- **Exercise details**
Copy out the records verbatim, starting with the line containing "Each instance of the **woman's white" and ending with the line containing "POLYGON ((335 106, 338".

- **The input**
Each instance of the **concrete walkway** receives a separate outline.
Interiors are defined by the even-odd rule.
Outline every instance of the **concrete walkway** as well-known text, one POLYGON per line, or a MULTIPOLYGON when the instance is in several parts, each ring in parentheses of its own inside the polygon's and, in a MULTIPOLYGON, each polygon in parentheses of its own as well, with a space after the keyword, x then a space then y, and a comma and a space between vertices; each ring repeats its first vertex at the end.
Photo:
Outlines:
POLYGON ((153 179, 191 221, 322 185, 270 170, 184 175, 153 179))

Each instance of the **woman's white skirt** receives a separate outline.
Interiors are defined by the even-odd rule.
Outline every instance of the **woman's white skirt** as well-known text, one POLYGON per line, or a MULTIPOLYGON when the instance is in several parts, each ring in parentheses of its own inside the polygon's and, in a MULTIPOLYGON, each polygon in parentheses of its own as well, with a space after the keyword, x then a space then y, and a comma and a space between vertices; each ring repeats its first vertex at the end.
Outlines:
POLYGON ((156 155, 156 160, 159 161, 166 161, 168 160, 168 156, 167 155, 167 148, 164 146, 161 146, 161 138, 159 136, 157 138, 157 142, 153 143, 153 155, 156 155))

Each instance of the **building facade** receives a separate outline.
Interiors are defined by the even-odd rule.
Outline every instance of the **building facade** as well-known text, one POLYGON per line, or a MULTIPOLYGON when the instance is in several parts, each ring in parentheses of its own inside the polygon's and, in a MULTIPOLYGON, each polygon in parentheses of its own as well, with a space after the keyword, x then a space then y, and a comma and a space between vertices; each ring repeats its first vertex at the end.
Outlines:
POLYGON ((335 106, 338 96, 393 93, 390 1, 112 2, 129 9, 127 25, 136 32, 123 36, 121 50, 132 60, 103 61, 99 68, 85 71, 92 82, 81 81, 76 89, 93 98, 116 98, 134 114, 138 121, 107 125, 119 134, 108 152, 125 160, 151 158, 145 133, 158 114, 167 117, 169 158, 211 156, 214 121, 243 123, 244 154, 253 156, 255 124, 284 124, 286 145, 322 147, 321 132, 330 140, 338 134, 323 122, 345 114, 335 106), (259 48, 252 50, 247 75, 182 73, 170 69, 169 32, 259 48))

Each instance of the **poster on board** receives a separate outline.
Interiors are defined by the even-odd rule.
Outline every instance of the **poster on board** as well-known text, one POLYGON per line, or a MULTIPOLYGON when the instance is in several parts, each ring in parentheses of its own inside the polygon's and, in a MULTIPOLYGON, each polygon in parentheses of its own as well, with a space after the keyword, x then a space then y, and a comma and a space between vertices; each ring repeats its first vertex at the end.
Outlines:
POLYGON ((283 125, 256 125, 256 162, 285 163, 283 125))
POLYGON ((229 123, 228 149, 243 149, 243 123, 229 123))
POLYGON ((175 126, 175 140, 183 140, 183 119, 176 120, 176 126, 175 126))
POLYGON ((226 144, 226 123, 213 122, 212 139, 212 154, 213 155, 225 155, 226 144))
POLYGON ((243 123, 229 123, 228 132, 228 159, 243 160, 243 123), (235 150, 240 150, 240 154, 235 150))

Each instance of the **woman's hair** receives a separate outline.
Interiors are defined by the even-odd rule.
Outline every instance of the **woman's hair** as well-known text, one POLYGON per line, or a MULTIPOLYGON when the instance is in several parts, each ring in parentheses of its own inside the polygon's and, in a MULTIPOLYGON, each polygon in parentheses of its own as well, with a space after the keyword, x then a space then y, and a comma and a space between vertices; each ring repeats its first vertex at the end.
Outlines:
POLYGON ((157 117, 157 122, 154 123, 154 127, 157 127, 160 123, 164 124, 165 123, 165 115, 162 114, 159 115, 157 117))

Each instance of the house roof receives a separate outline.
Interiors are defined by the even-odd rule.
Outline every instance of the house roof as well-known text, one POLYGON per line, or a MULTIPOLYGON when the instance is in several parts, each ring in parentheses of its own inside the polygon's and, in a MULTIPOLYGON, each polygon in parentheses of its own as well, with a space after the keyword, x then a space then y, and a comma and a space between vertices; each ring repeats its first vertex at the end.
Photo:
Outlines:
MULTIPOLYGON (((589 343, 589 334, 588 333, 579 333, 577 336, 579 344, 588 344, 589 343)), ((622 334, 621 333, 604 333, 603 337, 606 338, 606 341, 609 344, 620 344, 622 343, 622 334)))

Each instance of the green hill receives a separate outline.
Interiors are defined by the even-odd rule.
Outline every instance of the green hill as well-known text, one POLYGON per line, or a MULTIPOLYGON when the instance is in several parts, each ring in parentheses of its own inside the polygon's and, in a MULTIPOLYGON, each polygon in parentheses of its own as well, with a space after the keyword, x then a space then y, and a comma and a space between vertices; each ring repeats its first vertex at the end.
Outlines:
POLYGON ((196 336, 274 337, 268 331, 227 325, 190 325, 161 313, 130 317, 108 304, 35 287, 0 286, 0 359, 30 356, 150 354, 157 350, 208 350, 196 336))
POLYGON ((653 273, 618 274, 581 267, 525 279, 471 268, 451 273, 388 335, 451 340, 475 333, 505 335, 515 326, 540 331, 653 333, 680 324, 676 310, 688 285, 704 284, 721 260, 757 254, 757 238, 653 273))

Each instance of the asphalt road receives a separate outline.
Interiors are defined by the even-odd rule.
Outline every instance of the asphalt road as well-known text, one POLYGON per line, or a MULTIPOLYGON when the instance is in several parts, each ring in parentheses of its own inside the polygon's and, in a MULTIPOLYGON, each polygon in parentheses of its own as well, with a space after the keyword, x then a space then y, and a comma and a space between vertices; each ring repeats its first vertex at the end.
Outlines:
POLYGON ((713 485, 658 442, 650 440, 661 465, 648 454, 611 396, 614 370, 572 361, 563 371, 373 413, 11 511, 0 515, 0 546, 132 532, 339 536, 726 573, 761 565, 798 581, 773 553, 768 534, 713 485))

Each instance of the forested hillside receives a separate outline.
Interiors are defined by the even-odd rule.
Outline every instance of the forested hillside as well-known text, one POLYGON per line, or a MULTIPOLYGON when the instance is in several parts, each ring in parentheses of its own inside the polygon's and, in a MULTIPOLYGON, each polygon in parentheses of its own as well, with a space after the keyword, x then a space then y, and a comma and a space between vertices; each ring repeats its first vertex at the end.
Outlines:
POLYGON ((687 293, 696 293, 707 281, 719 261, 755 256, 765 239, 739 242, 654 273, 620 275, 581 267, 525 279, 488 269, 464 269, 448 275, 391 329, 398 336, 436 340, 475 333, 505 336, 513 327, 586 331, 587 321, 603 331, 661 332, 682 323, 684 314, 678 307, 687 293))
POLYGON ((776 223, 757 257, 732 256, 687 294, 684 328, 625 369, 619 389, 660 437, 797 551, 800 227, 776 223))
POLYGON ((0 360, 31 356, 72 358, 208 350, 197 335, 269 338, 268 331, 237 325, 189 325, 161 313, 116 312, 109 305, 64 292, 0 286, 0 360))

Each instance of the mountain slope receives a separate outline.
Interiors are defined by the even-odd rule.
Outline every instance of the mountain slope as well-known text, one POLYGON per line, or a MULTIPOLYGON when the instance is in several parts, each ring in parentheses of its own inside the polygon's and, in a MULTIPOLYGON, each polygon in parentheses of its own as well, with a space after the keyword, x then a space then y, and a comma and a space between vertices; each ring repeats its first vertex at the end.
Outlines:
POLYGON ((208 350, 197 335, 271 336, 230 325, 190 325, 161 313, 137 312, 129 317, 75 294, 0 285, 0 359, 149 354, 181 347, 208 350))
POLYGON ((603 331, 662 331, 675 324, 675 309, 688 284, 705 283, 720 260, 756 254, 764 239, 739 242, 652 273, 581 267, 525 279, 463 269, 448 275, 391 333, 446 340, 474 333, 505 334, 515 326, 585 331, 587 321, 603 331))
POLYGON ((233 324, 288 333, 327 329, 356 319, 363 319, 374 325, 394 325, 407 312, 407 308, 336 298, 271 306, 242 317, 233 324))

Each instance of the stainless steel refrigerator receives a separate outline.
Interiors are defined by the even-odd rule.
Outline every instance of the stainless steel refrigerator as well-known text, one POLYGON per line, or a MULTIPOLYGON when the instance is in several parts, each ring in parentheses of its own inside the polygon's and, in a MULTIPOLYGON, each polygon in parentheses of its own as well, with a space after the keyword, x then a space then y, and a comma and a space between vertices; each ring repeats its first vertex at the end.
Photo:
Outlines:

- **Task solution**
Each instance of the **woman's white skirt** receives a separate outline.
Interiors are defined by the even-odd rule.
Outline every instance of the **woman's white skirt** as well-known text, one POLYGON per line, or a MULTIPOLYGON when the instance is in several parts, each ring in parentheses of its own inside the polygon's and, in a MULTIPOLYGON, each polygon in parentheses of its own as well, with a space after the keyword, x then a space then y, and a comma and a space between vertices; each ring repeats its first vertex at the end.
Outlines:
POLYGON ((156 155, 156 160, 159 161, 166 161, 168 160, 168 156, 167 155, 167 148, 164 146, 161 146, 161 138, 159 136, 157 138, 157 142, 153 143, 153 155, 156 155))

Each instance of the **building facade** receives a separate outline.
Interiors are defined by the even-odd rule.
Outline every instance of the **building facade** as well-known text, one POLYGON per line, or a MULTIPOLYGON when the instance is in several parts, each ring in parentheses of its own inside the polygon's and, in a MULTIPOLYGON, each polygon in parentheses of its own as well, with a space after the keyword, x then a space then y, and a comma and a space between vertices; each ring repeats its first vertex at the end.
Outlines:
POLYGON ((335 106, 338 96, 393 93, 390 1, 112 2, 129 9, 127 25, 136 32, 123 36, 121 50, 132 60, 103 61, 99 68, 85 71, 92 82, 81 81, 76 89, 93 98, 116 98, 134 114, 138 121, 107 125, 119 134, 108 152, 125 160, 151 158, 145 133, 158 114, 167 117, 169 158, 211 156, 214 121, 243 123, 244 154, 253 156, 255 124, 284 124, 286 145, 322 147, 321 132, 330 140, 338 134, 323 122, 345 114, 335 106), (259 48, 252 50, 247 75, 182 73, 170 69, 169 32, 259 48))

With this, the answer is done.